[WHAT YOU ARE ASKED TO DO] Copy all records verbatim, images excluded.

[DATA SHOWN]

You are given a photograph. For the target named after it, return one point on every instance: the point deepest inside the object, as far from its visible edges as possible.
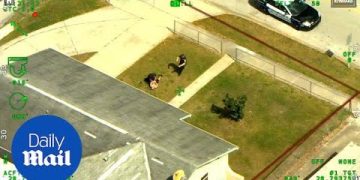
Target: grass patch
(199, 59)
(276, 115)
(51, 12)
(83, 57)
(319, 60)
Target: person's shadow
(173, 66)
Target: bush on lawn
(233, 108)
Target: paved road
(339, 27)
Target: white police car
(295, 12)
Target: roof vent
(179, 175)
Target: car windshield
(296, 7)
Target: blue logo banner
(46, 147)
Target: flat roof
(114, 112)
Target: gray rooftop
(79, 93)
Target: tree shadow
(217, 110)
(173, 66)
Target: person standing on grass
(182, 63)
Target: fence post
(221, 46)
(236, 54)
(274, 71)
(198, 37)
(350, 105)
(174, 26)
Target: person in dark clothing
(181, 59)
(153, 80)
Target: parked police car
(295, 12)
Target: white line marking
(116, 165)
(157, 160)
(89, 134)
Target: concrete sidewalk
(276, 70)
(121, 33)
(202, 80)
(153, 27)
(338, 29)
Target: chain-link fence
(260, 63)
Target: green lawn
(276, 115)
(315, 58)
(199, 59)
(51, 12)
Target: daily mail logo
(343, 3)
(46, 147)
(36, 158)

[/DATA SHOWN]

[WORKED SOLUTION]
You are given a photograph. For the target named after it, return one point on every instance: the point deepest inside the object, as far from its visible edges as possible.
Target: grass patch
(199, 59)
(276, 115)
(51, 12)
(83, 57)
(319, 60)
Target: person's shadow
(173, 66)
Target: bush on lawn
(233, 108)
Target: paved road
(339, 27)
Target: white police car
(295, 12)
Target: roof vent
(179, 175)
Target: car windshield
(296, 7)
Target: blue logo banner
(46, 147)
Target: flat roof
(114, 112)
Target: gray rooftop
(79, 93)
Target: tree shadow
(217, 110)
(173, 66)
Target: person standing on grass
(182, 63)
Target: fence post
(221, 46)
(236, 54)
(274, 71)
(198, 37)
(350, 105)
(174, 26)
Target: person in dark clothing
(181, 59)
(153, 80)
Target: parked police car
(295, 12)
Target: white line marking
(116, 165)
(157, 160)
(89, 134)
Target: concrete sidewalk
(276, 70)
(121, 33)
(202, 80)
(153, 27)
(338, 29)
Target: chain-link fence
(260, 63)
Target: green lawn
(276, 115)
(315, 58)
(199, 59)
(51, 12)
Target: daily mail logo
(343, 3)
(46, 147)
(36, 158)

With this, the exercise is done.